PASSAGE SHOWN.
%%
Amortization expenses were approximately $1.1 million and $0.6 million for the twelve months ended December 31, 2024 and 2023, respectively. Amortization expense related to internal-use software development costs was $0.8 million for 2024, up from $0.6 million in 2023, primarily due to $0.2 million of accelerated amortization for certain software assets no longer in use. This adjustment reflects the Company’s ongoing review of its software portfolio to align with current operational needs and strategic objectives, ensuring that the carrying value of these assets accurately reflects their utility and contribution to the business.
Other Income (Expense)
Interest expense totaled $8,129 during the twelve months ended December 31, 2024, compared to $8,226 in the prior year period.
Loss from divestiture of assets totaled $2.3 million during the twelve months ended December 31, 2024. This loss resulted from the sale of the Hoozu business unit, including the derecognition of goodwill, intangible assets, and other associated assets. The divestiture was part of the Company’s strategic initiative to streamline its portfolio and focus resources on core growth areas.
Other income net totaled $2.5 million in investment portfolio interest income for the twelve months ended December 31, 2024, compared to $2.5 million in the prior year. Despite the stable income, the average return on invested capital increased from 4.3% in 2023 to 4.7% in 2024, driven by changes in portfolio composition and prevailing interest rates.
Net Loss
Net loss for the twelve months ended December 31, 2024 was $19.2 million, a 11.9 million increase from the net loss of $7.4 million for the same period in 2023. The increase in net loss was primarily driven by the impairment and derecognition of goodwill during the year, as well as a loss from the divestiture of Hoozu. Additionally, higher personnel costs related to executive departures and targeted workforce reductions, including severance and accelerated vesting of equity awards, as applicable, contributed to the increase in expenses.
Other Comprehensive Loss
Comprehensive loss includes unrealized gains on investment securities of $0.3 million for the twelve months ended December 31, 2024, and unrealized losses of $0.5 million for the twelve months ended December 31, 2023.
%%
Entries from a point annotation set:
%%
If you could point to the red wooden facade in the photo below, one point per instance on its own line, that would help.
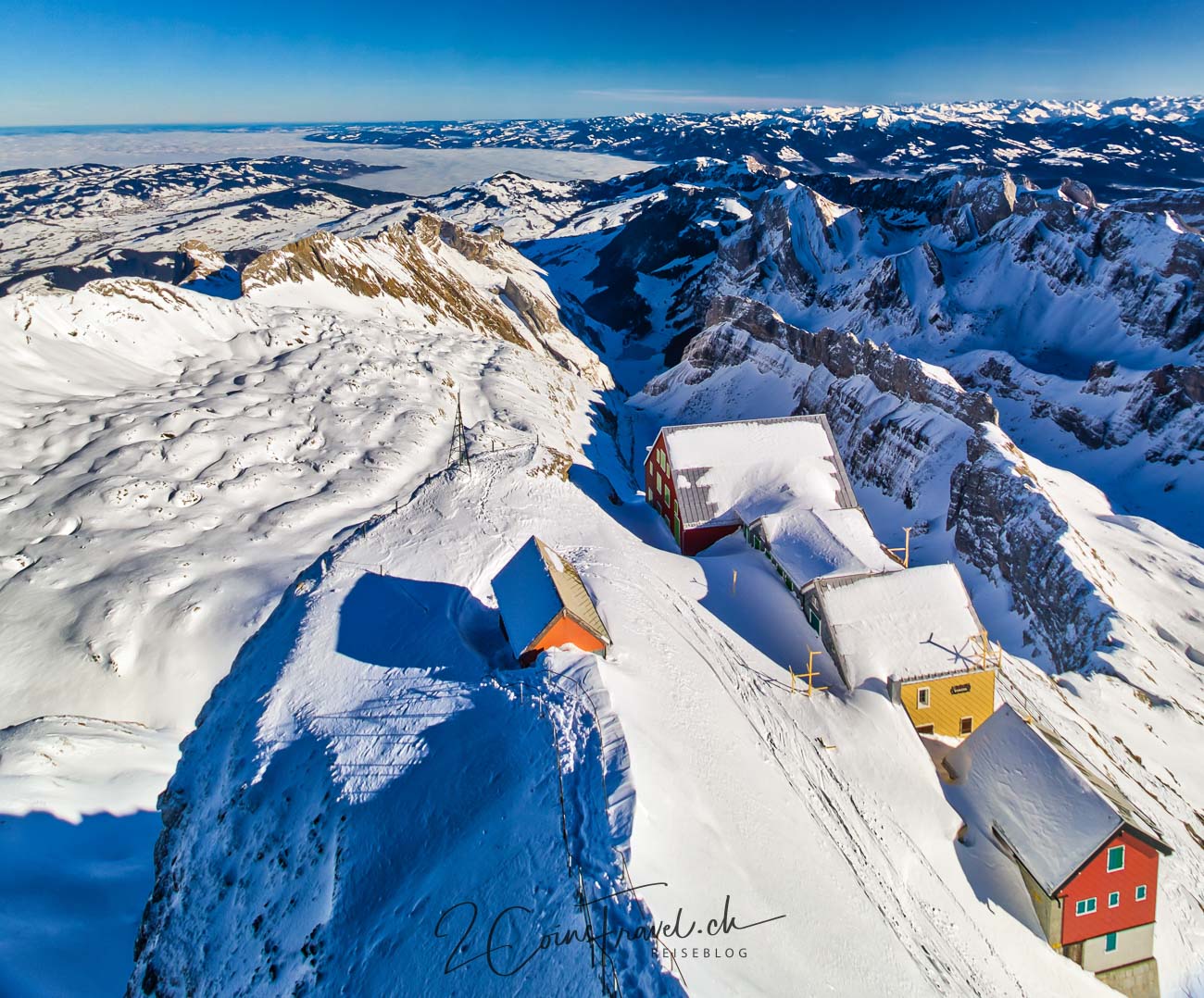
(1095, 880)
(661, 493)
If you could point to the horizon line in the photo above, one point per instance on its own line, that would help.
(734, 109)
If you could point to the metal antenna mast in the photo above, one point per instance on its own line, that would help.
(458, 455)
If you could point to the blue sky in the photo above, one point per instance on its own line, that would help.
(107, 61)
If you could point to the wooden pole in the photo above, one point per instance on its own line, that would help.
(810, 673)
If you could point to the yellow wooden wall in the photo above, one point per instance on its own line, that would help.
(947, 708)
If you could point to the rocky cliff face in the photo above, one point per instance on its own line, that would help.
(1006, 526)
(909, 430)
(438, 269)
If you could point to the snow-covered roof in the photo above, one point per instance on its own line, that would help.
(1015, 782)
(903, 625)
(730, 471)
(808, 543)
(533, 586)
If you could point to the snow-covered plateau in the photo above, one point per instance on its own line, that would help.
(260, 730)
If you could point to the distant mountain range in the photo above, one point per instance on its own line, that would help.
%%
EXERCISE INSTRUCTIONS.
(1) From the passage on annual results, return the part that begins at the words "Interest expense totaled" and stops after the words "prevailing interest rates.".
(2) In the passage on annual results, which business unit was sold, resulting in the loss from divestiture of assets?

RESPONSE LIST.
(1)
Interest expense totaled $8,129 during the twelve months ended December 31, 2024, compared to $8,226 in the prior year period.
Loss from divestiture of assets totaled $2.3 million during the twelve months ended December 31, 2024. This loss resulted from the sale of the Hoozu business unit, including the derecognition of goodwill, intangible assets, and other associated assets. The divestiture was part of the Company’s strategic initiative to streamline its portfolio and focus resources on core growth areas.
Other income net totaled $2.5 million in investment portfolio interest income for the twelve months ended December 31, 2024, compared to $2.5 million in the prior year. Despite the stable income, the average return on invested capital increased from 4.3% in 2023 to 4.7% in 2024, driven by changes in portfolio composition and prevailing interest rates.

(2) The Hoozu business unit.